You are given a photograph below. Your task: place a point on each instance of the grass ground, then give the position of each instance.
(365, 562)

...

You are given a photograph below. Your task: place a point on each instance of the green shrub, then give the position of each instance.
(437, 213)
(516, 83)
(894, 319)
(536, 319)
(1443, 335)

---

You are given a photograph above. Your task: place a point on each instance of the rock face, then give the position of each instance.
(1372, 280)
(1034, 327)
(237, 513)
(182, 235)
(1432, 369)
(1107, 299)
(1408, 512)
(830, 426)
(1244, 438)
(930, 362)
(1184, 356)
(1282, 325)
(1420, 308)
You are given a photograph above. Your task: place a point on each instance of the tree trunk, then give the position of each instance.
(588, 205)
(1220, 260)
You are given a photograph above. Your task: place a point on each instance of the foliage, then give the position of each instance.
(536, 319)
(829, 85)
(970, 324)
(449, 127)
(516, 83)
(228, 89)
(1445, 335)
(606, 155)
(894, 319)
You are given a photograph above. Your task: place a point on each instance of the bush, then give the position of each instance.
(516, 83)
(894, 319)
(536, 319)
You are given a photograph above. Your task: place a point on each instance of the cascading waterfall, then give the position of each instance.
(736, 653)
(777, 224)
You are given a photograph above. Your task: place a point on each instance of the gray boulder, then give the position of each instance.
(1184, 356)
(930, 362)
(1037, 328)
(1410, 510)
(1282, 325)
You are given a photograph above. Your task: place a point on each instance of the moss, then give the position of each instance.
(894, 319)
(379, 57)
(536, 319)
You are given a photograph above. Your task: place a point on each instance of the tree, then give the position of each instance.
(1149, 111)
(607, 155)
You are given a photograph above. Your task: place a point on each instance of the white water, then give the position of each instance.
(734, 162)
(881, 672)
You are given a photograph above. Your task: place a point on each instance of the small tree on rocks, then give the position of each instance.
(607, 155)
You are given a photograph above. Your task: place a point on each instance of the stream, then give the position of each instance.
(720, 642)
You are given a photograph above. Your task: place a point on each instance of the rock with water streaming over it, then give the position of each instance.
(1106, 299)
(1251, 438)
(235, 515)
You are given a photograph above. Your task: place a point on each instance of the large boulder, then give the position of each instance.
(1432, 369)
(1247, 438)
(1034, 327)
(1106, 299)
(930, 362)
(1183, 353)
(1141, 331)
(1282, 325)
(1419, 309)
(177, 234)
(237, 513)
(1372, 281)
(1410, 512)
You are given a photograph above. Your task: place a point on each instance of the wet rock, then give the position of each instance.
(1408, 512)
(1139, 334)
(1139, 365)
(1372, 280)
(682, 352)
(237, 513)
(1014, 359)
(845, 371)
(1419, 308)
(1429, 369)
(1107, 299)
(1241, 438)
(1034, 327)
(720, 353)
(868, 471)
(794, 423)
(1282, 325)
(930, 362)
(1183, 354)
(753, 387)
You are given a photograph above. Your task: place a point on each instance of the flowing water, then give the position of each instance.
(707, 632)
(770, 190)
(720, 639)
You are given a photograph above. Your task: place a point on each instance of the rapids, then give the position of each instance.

Goal of the exercise: Convert the records above into a numbered list, beginning with the line that contains "of the white" and continuing through the line that contains "rapids, then give the position of each instance.". Include only those lines, and leave out any blank ones.

Output of the task:
1. You are given a photograph above. Your task: place a point on each instance of the white water, then give the position of each instance.
2. (734, 162)
3. (881, 672)
4. You are given a photograph above. Your task: place a point on each instance of the small tree on rocks, then give the position of each instance.
5. (607, 155)
6. You are given a photograph above. Your task: place a point on each instance of the stream, then give the position of each instance.
7. (720, 642)
8. You are given a photograph above. Your task: place a point on each instance of the rock with water streaming over it, then give the position of each instance.
9. (1106, 299)
10. (1251, 438)
11. (235, 515)
12. You are given a photograph above. Your task: place a point on each instance of the large boulder, then give the position of each instance.
13. (1432, 369)
14. (1247, 438)
15. (1034, 327)
16. (1106, 299)
17. (930, 362)
18. (1183, 353)
19. (1141, 331)
20. (1282, 325)
21. (1419, 309)
22. (177, 234)
23. (237, 513)
24. (1372, 281)
25. (1410, 512)
26. You are given a photograph above. Your task: place a point on each instance of the wet rock, then give the position of each instance.
27. (1408, 512)
28. (1139, 334)
29. (1139, 365)
30. (1372, 280)
31. (682, 352)
32. (237, 513)
33. (1014, 359)
34. (845, 371)
35. (1419, 308)
36. (1429, 369)
37. (1107, 299)
38. (1241, 438)
39. (1034, 327)
40. (720, 353)
41. (868, 471)
42. (794, 423)
43. (1282, 325)
44. (930, 362)
45. (1183, 354)
46. (753, 387)
47. You are given a photograph above. Your task: place a point on each instance of the flowing water, then give the position of each instance.
48. (707, 632)
49. (770, 190)
50. (720, 639)
51. You are given a photograph above. Your task: place a point on each instance of the rapids, then give the position of each instance.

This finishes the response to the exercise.